Itens do conjunto de dados:
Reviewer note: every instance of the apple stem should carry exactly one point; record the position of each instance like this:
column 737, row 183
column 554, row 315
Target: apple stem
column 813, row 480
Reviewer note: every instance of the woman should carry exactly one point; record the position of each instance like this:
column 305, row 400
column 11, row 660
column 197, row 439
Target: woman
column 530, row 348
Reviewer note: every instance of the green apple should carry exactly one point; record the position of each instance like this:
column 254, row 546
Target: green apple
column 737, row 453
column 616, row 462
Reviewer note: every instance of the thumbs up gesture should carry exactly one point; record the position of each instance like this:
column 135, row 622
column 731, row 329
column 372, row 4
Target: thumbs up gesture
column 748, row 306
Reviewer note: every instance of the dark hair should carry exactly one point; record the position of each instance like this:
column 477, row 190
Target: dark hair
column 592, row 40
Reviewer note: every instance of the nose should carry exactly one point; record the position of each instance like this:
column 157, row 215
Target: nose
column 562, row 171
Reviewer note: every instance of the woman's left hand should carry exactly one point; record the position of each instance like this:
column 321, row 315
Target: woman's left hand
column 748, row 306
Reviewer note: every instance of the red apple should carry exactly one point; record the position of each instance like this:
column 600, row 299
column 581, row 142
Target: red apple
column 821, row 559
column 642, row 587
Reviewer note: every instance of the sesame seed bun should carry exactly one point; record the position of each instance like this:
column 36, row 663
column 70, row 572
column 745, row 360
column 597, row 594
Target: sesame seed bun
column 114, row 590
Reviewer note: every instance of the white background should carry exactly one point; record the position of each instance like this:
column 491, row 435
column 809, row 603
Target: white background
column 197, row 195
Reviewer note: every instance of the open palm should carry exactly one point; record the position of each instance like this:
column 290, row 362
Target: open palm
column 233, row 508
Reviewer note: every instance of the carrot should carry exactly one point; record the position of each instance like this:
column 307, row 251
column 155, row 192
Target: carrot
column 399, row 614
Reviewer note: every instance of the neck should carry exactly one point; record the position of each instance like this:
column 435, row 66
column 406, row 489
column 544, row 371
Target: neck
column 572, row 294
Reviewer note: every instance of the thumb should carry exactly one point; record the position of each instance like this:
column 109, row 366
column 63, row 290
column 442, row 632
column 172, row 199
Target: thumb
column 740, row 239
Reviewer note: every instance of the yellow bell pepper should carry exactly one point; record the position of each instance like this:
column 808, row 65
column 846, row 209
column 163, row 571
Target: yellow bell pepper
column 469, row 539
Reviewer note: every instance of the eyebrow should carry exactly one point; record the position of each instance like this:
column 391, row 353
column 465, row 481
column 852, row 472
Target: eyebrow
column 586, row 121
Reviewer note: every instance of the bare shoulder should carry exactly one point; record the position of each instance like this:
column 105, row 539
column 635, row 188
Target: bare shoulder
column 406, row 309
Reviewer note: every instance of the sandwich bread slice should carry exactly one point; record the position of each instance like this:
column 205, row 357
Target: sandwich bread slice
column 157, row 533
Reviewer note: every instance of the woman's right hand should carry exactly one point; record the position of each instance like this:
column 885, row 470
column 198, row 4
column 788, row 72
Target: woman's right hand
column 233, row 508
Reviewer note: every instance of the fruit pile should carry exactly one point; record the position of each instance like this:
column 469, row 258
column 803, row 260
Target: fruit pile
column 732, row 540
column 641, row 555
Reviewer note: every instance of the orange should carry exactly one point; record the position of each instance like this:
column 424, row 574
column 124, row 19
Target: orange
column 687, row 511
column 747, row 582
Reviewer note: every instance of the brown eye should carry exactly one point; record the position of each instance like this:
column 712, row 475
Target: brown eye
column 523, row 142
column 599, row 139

> EXERCÍCIO PROPOSTO:
Disponha em uma lista JSON de strings, uma string por linha e sem as linhas em branco, o trecho da listagem que vai da linha que contém "Reviewer note: every instance of the thumb should" até o final da listagem, com as duas extremidades incluídas.

> RESPOSTA:
[
  "Reviewer note: every instance of the thumb should carry exactly one point; record the position of each instance like this:",
  "column 109, row 366",
  "column 63, row 290",
  "column 442, row 632",
  "column 172, row 199",
  "Target: thumb",
  "column 740, row 239",
  "Reviewer note: every instance of the yellow bell pepper should carry exactly one point; record the position of each instance like this:",
  "column 808, row 65",
  "column 846, row 209",
  "column 163, row 571",
  "Target: yellow bell pepper",
  "column 469, row 539",
  "Reviewer note: every instance of the eyebrow should carry exactly one point; record the position of each instance like this:",
  "column 391, row 353",
  "column 465, row 481",
  "column 852, row 472",
  "Target: eyebrow",
  "column 586, row 121",
  "Reviewer note: every instance of the bare shoulder should carry exactly one point; record the position of each instance like this:",
  "column 105, row 539",
  "column 635, row 188",
  "Target: bare shoulder",
  "column 406, row 309",
  "Reviewer note: every instance of the sandwich bread slice should carry exactly one point; record the position of each instance like this:",
  "column 205, row 357",
  "Target: sandwich bread slice",
  "column 157, row 533",
  "Reviewer note: every instance of the woman's right hand should carry exactly one point; record the position of each instance like this:",
  "column 885, row 470",
  "column 198, row 4",
  "column 788, row 72",
  "Target: woman's right hand",
  "column 233, row 508",
  "Reviewer note: every instance of the fruit pile should carry exactly one point; record the position of each instance like this:",
  "column 469, row 258",
  "column 803, row 260",
  "Target: fruit pile",
  "column 732, row 540",
  "column 641, row 555",
  "Reviewer note: every instance of the orange should carry exactly one point; record the position of each instance like this:",
  "column 424, row 574",
  "column 124, row 19",
  "Target: orange",
  "column 687, row 511",
  "column 747, row 582",
  "Reviewer note: every instance of the brown eye should carry exactly one point; record the position of each instance like this:",
  "column 712, row 475",
  "Target: brown eye",
  "column 523, row 142",
  "column 599, row 139"
]